§ **DATA SUPPLIED**
- - - -
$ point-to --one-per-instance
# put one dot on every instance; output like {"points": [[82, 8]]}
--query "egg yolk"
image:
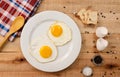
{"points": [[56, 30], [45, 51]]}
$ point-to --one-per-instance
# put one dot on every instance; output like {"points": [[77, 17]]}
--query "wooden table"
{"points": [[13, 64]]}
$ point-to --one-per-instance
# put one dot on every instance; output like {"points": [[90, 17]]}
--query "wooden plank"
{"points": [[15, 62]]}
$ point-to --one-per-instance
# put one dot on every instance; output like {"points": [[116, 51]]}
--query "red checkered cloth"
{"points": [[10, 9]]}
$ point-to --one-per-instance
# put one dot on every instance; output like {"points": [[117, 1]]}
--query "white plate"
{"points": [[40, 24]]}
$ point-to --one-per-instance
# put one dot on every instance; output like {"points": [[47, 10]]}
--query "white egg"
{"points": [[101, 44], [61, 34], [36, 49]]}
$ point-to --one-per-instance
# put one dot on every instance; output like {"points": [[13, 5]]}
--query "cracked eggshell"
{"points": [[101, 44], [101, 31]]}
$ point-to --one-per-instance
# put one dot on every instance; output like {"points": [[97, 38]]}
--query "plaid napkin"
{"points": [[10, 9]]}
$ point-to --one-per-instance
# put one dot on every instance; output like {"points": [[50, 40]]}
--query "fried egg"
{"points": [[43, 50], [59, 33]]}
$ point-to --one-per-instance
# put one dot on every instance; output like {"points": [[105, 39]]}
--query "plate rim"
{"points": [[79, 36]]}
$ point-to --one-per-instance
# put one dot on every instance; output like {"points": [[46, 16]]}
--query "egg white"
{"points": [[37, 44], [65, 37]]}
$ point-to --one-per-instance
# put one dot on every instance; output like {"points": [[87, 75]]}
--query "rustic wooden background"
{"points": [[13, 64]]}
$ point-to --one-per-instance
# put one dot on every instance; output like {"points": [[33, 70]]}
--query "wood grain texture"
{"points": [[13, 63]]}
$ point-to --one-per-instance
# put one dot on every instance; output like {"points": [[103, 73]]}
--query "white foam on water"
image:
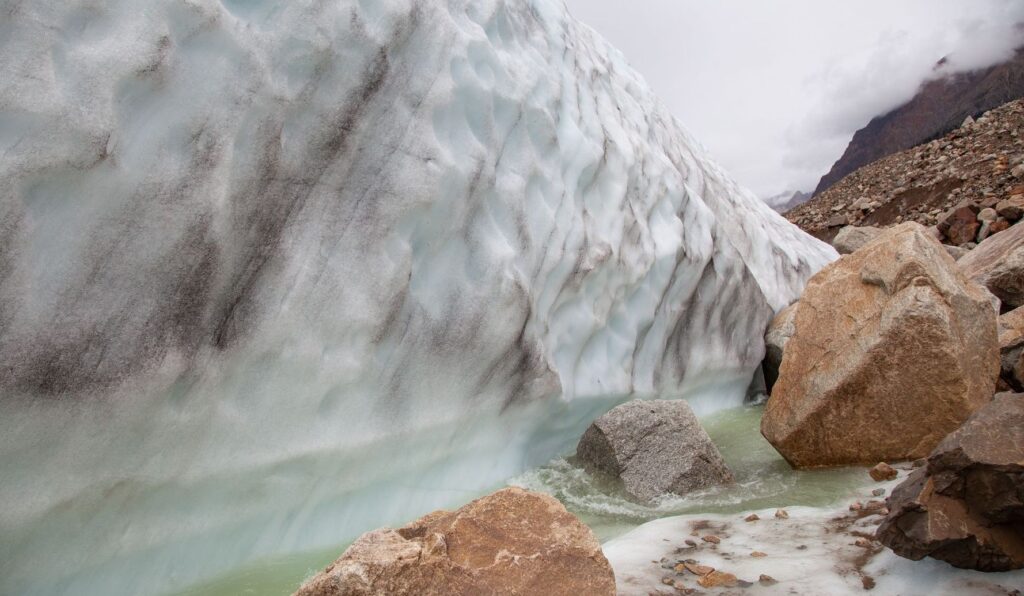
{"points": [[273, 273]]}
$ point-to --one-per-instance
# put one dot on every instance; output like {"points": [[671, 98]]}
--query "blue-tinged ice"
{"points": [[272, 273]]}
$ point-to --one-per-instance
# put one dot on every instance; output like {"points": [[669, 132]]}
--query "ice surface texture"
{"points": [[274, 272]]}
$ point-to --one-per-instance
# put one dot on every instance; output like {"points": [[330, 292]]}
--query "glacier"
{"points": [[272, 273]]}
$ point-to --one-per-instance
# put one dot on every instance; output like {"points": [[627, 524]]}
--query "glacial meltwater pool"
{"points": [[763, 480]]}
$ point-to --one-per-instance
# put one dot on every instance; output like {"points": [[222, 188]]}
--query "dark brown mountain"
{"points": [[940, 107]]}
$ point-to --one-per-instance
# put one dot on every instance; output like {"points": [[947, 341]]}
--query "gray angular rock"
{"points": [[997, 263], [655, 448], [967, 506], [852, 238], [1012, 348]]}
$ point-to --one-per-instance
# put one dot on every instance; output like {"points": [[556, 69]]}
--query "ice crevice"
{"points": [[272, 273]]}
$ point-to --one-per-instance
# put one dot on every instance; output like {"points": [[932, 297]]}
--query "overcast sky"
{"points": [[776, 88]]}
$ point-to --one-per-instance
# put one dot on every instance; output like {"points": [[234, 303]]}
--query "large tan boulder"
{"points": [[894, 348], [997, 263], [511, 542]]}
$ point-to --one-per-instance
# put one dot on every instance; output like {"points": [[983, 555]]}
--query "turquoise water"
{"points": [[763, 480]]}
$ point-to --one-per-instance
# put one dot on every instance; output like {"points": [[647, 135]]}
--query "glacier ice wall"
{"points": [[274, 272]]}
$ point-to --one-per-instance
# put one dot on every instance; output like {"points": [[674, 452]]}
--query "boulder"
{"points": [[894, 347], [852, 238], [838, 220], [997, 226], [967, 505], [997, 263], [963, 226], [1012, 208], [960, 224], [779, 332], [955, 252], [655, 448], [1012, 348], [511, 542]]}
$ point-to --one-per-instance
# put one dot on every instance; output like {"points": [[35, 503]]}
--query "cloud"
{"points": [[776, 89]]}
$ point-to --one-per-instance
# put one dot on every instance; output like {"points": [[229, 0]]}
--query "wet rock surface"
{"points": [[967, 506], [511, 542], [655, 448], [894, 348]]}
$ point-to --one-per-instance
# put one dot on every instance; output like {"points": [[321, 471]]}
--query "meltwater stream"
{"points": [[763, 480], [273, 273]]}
- - - -
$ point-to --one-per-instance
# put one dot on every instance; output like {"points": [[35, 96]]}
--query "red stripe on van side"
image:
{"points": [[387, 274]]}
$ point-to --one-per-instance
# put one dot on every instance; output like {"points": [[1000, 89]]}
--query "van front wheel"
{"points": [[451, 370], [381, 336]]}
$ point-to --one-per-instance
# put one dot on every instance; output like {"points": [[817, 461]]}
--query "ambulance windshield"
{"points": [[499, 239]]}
- - - -
§ **WHAT TO DO**
Which lines in the items above contain the string "glacier", with case counting? Collect every such line and copy it out in full.

§ **ANSWER FOR THIS EXERCISE**
--query "glacier"
--query "glacier ice wall"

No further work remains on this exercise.